Problem statement: Retype, without alteration, each line from the line containing "Target: white high-speed train" to the final line of the records.

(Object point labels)
- - -
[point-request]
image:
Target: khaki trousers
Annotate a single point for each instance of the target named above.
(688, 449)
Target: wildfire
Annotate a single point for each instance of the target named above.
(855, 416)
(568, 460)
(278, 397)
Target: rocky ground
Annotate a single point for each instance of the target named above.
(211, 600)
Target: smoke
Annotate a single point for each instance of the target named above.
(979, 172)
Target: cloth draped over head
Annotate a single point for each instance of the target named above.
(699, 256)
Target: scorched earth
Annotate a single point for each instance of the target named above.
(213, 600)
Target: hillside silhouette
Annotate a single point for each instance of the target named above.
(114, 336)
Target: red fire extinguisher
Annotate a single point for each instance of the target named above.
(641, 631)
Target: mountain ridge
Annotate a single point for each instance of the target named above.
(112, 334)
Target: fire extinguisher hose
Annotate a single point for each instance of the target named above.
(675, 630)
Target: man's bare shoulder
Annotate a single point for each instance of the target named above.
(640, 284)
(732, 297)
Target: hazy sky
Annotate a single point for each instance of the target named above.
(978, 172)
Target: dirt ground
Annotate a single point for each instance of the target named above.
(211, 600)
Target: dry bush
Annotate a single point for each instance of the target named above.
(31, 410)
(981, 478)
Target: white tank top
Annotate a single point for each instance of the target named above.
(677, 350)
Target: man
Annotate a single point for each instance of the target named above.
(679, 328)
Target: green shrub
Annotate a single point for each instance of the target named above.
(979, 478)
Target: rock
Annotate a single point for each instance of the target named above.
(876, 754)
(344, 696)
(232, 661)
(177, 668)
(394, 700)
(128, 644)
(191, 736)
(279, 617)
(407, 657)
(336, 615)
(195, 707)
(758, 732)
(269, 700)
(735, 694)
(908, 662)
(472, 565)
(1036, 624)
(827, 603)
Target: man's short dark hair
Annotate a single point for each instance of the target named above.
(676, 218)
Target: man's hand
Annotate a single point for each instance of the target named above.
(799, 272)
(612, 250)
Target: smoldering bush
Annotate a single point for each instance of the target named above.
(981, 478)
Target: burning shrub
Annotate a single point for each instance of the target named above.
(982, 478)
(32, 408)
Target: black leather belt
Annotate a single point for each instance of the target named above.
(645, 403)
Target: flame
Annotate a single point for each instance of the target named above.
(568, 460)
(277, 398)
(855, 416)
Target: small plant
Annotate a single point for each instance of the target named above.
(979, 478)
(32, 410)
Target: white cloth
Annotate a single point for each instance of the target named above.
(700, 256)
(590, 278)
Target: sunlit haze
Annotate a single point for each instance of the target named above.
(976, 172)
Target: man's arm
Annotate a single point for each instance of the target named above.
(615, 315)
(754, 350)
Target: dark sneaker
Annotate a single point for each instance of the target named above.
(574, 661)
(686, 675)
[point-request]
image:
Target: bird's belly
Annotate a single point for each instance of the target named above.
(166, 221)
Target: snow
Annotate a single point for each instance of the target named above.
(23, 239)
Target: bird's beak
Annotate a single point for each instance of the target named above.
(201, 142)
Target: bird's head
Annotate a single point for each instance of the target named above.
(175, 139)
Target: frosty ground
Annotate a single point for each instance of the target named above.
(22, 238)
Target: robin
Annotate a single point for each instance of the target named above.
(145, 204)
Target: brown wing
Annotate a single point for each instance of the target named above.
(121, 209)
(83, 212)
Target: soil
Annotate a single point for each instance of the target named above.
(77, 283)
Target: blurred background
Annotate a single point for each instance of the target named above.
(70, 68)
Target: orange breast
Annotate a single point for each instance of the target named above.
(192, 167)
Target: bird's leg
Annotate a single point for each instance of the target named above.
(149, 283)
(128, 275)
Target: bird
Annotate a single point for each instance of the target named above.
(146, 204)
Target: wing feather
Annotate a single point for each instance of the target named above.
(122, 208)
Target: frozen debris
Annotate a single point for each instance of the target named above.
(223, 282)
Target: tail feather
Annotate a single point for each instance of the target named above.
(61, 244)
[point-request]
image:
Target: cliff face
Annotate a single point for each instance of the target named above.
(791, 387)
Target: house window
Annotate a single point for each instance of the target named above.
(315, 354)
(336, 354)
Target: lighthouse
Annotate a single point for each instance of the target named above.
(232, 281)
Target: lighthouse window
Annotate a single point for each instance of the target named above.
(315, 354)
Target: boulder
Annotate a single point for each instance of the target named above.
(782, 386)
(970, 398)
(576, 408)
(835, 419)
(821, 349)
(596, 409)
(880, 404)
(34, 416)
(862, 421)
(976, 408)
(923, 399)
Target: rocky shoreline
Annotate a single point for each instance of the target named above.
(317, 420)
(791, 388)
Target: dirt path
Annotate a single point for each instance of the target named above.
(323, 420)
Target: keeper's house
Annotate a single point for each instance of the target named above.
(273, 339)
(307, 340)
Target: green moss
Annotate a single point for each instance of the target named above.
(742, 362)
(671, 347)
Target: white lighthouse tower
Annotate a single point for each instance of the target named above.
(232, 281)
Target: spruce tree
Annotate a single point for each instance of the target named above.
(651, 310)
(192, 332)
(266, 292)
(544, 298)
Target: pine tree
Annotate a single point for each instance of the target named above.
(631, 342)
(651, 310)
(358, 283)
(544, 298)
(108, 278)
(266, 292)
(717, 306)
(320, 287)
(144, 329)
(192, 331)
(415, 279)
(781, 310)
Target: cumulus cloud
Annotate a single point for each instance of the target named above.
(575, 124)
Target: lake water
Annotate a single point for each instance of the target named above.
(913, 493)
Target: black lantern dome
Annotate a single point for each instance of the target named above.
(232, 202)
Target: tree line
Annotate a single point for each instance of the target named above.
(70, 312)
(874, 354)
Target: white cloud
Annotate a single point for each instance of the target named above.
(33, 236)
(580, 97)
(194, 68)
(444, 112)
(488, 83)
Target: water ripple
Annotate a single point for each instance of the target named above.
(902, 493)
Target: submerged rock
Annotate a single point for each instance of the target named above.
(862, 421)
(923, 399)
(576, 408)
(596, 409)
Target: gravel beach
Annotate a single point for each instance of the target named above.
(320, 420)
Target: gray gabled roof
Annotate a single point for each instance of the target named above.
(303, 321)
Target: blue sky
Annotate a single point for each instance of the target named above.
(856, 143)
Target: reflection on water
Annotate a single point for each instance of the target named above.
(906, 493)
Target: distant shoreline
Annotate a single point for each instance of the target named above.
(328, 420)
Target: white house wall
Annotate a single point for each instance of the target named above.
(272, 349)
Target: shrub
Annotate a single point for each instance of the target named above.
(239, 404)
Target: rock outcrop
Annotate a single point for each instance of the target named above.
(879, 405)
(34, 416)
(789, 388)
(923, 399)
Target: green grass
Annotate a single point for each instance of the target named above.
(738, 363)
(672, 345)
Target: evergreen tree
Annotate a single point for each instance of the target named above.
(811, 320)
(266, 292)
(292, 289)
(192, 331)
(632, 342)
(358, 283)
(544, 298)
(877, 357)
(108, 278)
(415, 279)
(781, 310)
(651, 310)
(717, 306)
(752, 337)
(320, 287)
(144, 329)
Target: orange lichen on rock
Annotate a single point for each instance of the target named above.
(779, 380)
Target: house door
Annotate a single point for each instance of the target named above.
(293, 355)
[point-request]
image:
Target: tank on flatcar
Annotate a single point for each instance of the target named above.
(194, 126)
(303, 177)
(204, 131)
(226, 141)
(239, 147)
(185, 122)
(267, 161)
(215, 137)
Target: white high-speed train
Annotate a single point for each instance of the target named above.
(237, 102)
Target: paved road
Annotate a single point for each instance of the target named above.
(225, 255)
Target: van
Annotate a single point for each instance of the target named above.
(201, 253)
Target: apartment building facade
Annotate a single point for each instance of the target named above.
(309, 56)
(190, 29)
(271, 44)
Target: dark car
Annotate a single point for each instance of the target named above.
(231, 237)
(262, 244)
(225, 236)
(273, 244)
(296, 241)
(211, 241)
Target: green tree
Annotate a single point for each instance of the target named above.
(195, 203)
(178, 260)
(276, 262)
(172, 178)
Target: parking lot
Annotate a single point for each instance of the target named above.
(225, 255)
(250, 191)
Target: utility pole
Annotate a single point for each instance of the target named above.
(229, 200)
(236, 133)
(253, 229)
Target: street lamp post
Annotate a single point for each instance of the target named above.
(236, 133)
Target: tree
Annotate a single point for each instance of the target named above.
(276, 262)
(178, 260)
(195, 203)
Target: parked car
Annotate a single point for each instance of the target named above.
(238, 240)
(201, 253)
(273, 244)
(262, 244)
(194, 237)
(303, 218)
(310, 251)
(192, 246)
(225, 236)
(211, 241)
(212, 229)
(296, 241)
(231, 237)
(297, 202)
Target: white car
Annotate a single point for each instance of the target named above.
- - -
The response:
Target: white high-speed train
Annotate a single point for each instance of the target named above.
(237, 102)
Target: paved road
Annotate a single point for each instance of the target named above.
(225, 255)
Target: van
Annotate a single point for each instance of the target named above.
(201, 253)
Target: apartment building facade
Annotate a single point for each instance of the target named above.
(309, 56)
(190, 29)
(271, 44)
Target: dark car
Annotate a single point for each instance of the target named above.
(231, 237)
(262, 244)
(225, 236)
(273, 244)
(296, 241)
(211, 241)
Target: green tree
Annotate a single point for each instance of the target named above.
(195, 203)
(178, 260)
(276, 262)
(172, 178)
Target: parking lot
Annotate a single point for each instance of the target named above.
(225, 255)
(250, 191)
Target: utility pole
Annotate a single point for each instance of the target named above.
(229, 200)
(236, 133)
(253, 229)
Target: street lamp post
Annotate a single point for each instance of the target named above.
(236, 133)
Target: tree
Annotate a single point for each instance of the target named above.
(276, 262)
(178, 260)
(195, 203)
Target: parked car
Annotate a single point for each instance of the target named above.
(238, 240)
(201, 253)
(273, 244)
(262, 244)
(194, 237)
(303, 218)
(310, 251)
(192, 246)
(225, 236)
(211, 241)
(212, 229)
(296, 241)
(231, 237)
(297, 202)
Target: white car
Annotate a single point for each instance of the target named above.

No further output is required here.